# 작업
아래 데이터 가운데 "Please spot the reflective"이 들어 있는 줄부터 데이터 끝까지만 열 이름이 과제와 정답인 두 열짜리 CSV로 옮기세요. 한 행에는 문장 하나와 그 답을 넣고, 각각을 큰따옴표로 묶은 한 필드에 담되 줄바꿈은 공백으로 바꾸세요.

# 주어진 데이터

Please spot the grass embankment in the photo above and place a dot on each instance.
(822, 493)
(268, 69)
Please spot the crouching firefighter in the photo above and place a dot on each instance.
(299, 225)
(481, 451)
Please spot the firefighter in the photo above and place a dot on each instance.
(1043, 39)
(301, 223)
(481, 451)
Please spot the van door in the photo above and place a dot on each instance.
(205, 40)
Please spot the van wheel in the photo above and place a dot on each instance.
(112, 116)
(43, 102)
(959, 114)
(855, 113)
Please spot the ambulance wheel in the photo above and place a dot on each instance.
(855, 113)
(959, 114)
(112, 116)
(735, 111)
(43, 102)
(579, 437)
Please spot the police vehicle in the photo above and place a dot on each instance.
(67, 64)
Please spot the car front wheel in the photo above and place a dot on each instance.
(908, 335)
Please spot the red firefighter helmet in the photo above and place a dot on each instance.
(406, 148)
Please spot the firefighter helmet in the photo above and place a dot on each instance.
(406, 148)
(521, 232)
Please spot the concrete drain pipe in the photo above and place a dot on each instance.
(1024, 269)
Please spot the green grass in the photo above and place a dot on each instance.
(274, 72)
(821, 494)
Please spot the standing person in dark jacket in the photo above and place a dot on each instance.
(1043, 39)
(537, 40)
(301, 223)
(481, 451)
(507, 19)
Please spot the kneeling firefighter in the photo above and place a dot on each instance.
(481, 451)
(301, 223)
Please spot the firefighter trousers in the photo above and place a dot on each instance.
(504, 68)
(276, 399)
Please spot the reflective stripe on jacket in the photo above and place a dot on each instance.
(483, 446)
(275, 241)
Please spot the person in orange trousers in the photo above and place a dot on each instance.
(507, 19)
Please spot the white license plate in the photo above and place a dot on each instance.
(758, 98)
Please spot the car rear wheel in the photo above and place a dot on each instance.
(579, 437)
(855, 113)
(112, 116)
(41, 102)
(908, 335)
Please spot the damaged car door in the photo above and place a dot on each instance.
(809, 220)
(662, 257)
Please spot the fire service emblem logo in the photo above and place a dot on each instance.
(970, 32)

# 풀이
과제,정답
"Please spot the reflective stripe on jacket in the photo above and place a dot on each instance.","(483, 446) (275, 241)"
"Please spot the person in orange trousers in the photo above and place a dot on each instance.","(507, 19)"
"Please spot the white license plate in the photo above and place a dot on each instance.","(758, 98)"
"Please spot the car rear wheel in the photo above and place a dot on each instance.","(579, 437) (855, 113) (112, 116) (41, 102) (908, 335)"
"Please spot the damaged car door in the photo above and place a dot on each instance.","(809, 220) (662, 257)"
"Please spot the fire service emblem logo in the photo above and place a dot on each instance.","(970, 32)"